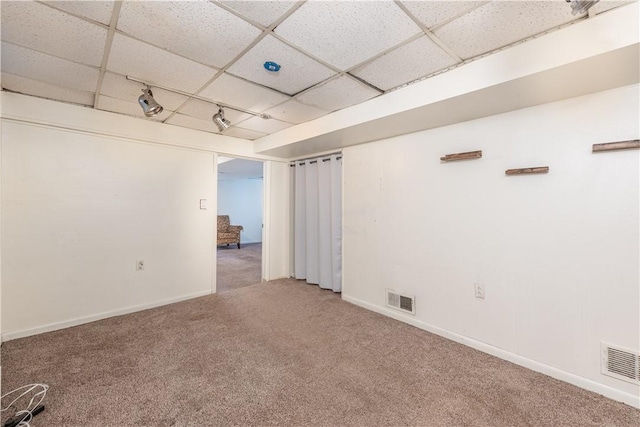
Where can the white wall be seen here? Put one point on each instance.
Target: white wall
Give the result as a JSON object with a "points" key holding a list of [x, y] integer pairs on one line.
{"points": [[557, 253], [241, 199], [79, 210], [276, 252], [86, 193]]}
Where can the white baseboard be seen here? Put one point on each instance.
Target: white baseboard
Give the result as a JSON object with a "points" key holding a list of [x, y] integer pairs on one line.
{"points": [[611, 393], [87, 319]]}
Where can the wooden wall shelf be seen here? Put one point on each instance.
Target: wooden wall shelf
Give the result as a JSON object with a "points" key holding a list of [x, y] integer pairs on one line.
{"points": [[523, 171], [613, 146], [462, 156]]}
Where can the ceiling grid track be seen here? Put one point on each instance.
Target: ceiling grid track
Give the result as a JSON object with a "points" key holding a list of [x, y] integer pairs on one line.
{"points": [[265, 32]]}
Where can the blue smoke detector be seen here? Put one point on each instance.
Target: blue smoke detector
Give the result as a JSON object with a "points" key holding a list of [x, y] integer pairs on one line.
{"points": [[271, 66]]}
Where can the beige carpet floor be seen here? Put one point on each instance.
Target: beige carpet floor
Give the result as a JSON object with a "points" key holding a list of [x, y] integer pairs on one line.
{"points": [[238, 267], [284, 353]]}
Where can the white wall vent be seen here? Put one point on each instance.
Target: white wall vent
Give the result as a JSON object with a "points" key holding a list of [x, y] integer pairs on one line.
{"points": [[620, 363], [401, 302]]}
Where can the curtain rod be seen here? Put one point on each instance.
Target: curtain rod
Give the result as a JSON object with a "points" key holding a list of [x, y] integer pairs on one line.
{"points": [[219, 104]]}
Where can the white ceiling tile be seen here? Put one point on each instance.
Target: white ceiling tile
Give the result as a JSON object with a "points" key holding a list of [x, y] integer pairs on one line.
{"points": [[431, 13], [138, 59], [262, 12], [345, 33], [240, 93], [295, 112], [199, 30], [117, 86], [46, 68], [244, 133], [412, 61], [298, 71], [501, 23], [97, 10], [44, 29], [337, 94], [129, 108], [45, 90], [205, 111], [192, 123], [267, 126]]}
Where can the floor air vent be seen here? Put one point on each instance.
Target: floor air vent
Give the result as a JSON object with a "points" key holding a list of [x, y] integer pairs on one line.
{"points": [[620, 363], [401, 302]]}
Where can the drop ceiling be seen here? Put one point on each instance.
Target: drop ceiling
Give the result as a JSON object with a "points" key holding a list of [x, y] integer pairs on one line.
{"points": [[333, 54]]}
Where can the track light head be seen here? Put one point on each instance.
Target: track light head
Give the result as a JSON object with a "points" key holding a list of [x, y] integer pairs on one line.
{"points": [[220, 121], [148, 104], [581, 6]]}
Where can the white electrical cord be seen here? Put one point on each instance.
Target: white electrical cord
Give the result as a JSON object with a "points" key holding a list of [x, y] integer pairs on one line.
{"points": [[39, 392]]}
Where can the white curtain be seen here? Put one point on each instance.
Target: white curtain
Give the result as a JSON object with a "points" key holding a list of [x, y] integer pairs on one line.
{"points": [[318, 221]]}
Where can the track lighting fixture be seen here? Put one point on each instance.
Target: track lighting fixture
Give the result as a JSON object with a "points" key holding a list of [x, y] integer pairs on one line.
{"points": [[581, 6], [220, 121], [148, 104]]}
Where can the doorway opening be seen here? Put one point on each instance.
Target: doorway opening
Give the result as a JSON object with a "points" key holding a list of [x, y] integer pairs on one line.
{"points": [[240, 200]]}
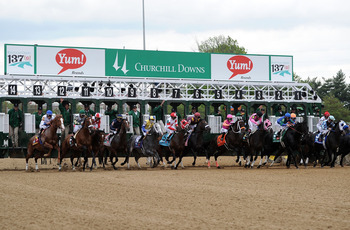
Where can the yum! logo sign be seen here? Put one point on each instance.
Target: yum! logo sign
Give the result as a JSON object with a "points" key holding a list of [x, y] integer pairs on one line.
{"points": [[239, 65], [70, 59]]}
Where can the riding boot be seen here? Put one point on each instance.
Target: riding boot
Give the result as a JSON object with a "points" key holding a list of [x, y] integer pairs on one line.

━━━

_What the exercise asks_
Exclude the pictures and transcribe all of the entries exactly.

_Full solution_
Where can the white wall be seen here? Put one point on each instance.
Target: white wall
Give the result as a JSON object with a "points" key holding a list of [x, y] integer pairs on one line.
{"points": [[557, 253], [241, 199], [79, 210], [276, 252], [86, 193]]}
Where can the white baseboard be seen here? Put one point on each instance.
Target: white baseboard
Give the result as a JSON object with a "points" key holding a list of [x, y] integer pairs on one line.
{"points": [[611, 393], [87, 319]]}
Where can the wooden wall shelf be seen here? Put one point on each instance.
Target: wooden wall shelf
Give the result as a JSON object with a "points" key holding a list of [x, y] integer pairs on one line.
{"points": [[523, 171], [613, 146], [462, 156]]}
Where can the ceiling grid track be seen here? Put one point on each instance.
Target: ceiling grid track
Give the result as a JSON object with a "points" key holding a list of [x, y] integer pairs on one line.
{"points": [[265, 32]]}
Where can the blue smoke detector be seen here? Put one point on each instance.
Target: blue smoke detector
Give the result as a JSON object with a "points" key holding a list of [x, y] integer pairs on one line.
{"points": [[271, 66]]}
Where can the beige carpet floor be seen here? Put one point on each instance.
Target: beige carpet floor
Give the result as a JSON object with a "points" key holding a list of [x, y] integer pairs on one line.
{"points": [[238, 267], [284, 353]]}
Where can the white wall vent be seen here? Put one point on each instance.
Target: white wall vent
Give the result as a JSON object with a "points" key holding a list of [x, y] integer pairs on one line.
{"points": [[620, 363], [401, 302]]}
Where can the curtain rod be seen here? Put one point on each instance.
Target: curtain rod
Give the result as a JSON object with a "points" key holding a list of [x, y] integer pairs on one line.
{"points": [[219, 104]]}
Where can the white ceiling tile be seen here? Put one point on each instance.
Target: white ceiling tile
Give the result as a JSON object with a "points" key holding a list of [x, y] integer pairs on one line.
{"points": [[431, 13], [138, 59], [262, 12], [345, 33], [240, 93], [295, 112], [199, 30], [117, 86], [46, 68], [244, 133], [412, 61], [298, 71], [501, 23], [97, 10], [44, 29], [337, 94], [129, 108], [45, 90], [205, 111], [192, 123], [267, 126]]}
Where can the floor air vent be seen here? Put one point on each instance.
Target: floor air vent
Give the result as a JSON object with a "points" key holding a list of [x, y] integer pairs on one line.
{"points": [[620, 363], [401, 302]]}
Where can the drop ceiling be seen here? Put one point on each instance.
Target: drop ceiling
Give the result as a JSON object with a "points" key holding a list of [x, y] integer pairs on one line.
{"points": [[333, 54]]}
Where can the track light head be seen here? Put one point on each instance.
Target: track light head
Give the result as a JSON object with a "points" key holding a list of [x, y] integer pairs on one line.
{"points": [[220, 121], [148, 104], [581, 6]]}
Where can the white electrical cord be seen here? Put one point on each instance.
Target: white electrical cord
Give the result as a JSON object with a "points" key holding a list of [x, y] integer pairs on one line.
{"points": [[39, 392]]}
Where can the white curtain be seen here? Put one point on each instance.
Target: white curtain
Give the result as a JSON object with a "points" key holding a list of [x, y] integer pairs on one line.
{"points": [[318, 221]]}
Where can the track lighting fixture be seen here? Put one point on each instance.
Target: track lighting fixture
Give the result as a JSON object with a "points" key holding a list of [x, y] integer pairs on one line.
{"points": [[581, 6], [220, 121], [148, 104]]}
Where can the doorway opening be seen here? Put one point on each instance.
Target: doorway opening
Give the result as a JSON object with a "points" key holding a list of [x, y] integer pairs on one line.
{"points": [[240, 200]]}
Where can the yum! logo sign be seen here? Put one point on each instance.
Target: yum! logo sign
Give the result as a JSON object with a "points" key holding a list of [x, y] integer pairs on one line.
{"points": [[239, 65], [70, 59]]}
Where can the riding boot be seen here? Put one point on each instance.
Target: riding boot
Give the result as a JSON object with a "points" key holding a list of [x, y] integer pairs on one line.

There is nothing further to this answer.